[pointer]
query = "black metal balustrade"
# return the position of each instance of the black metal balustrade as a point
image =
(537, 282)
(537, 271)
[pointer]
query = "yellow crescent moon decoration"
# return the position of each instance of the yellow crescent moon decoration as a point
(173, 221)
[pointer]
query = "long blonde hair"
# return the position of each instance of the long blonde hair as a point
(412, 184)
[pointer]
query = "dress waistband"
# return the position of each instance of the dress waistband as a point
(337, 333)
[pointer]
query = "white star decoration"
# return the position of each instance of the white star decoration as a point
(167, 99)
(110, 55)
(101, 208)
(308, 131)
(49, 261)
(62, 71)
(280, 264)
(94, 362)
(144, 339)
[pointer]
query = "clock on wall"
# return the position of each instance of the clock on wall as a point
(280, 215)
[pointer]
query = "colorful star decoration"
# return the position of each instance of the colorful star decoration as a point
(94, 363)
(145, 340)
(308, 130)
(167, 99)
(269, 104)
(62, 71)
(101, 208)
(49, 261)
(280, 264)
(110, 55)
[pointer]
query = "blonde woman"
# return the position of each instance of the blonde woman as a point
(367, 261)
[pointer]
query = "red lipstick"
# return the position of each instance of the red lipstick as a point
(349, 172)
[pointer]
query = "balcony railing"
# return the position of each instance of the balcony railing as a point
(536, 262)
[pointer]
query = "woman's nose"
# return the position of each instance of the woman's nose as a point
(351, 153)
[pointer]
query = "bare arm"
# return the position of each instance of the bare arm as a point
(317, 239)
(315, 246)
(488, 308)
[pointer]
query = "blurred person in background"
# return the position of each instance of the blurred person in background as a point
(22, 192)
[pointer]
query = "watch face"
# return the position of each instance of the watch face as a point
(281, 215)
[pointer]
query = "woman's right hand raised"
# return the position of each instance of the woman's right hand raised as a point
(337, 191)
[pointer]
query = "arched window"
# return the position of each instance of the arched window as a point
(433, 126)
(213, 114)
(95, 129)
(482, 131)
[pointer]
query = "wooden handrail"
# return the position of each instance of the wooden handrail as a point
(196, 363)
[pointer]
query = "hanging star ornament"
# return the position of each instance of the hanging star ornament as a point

┄┄┄┄┄┄

_What you will do_: Print the records above exactly as they appear.

_Exercise response_:
[pointer]
query = "black metal balustrade"
# return the position of each instance of the black metal balustrade as a point
image =
(537, 282)
(537, 271)
[pointer]
query = "yellow crescent moon decoration"
# return the position of each instance of the yellow crescent moon decoration as a point
(173, 221)
[pointer]
query = "long blonde hair"
# return the position of each instance of the long blonde hair as a point
(412, 184)
[pointer]
query = "dress waistband"
# return the position of each instance of the dress waistband as a point
(337, 333)
[pointer]
query = "white star decoration"
# return the position of each instance of the white star decoration as a point
(167, 99)
(110, 55)
(101, 208)
(308, 131)
(49, 261)
(62, 71)
(280, 264)
(94, 362)
(144, 339)
[pointer]
query = "clock on wall"
# return the position of each instance of the clock on wall as a point
(280, 215)
[pointer]
query = "colorful star decoration"
# return the position of each instance of the colorful star decoration as a point
(94, 363)
(145, 340)
(308, 130)
(167, 99)
(269, 104)
(62, 71)
(101, 208)
(49, 261)
(280, 264)
(110, 55)
[pointer]
query = "blonde woman"
# return the position of each instance of the blonde woman as a point
(367, 261)
[pointer]
query = "red lipstick"
# return the position of each instance of the red lipstick as a point
(349, 172)
[pointer]
query = "balcony railing"
# return the position of each instance of the balcony railing as a point
(536, 262)
[pointer]
query = "woman's nose"
# return the position of each instance of the woman's nose as a point
(351, 153)
[pointer]
query = "bare arm"
# return the position of each instance of the bare arm as a point
(317, 239)
(315, 246)
(488, 308)
[pointer]
query = "blurred person in background"
# return the position of each instance of the blurred person in background as a point
(22, 192)
[pointer]
query = "watch face"
# return the position of each instance of the watch face as a point
(281, 215)
[pointer]
query = "woman's right hand raised"
# return the position of each instance of the woman's right hand raised as a point
(337, 191)
[pointer]
query = "arched window"
# return the position of each instance of the arched window as a point
(433, 126)
(213, 114)
(95, 129)
(482, 131)
[pointer]
query = "wooden handrail"
# return the position of each instance of the wooden handrail as a point
(196, 363)
[pointer]
query = "hanging star ornament"
# return the position of each instance of the hanging star ornament as a point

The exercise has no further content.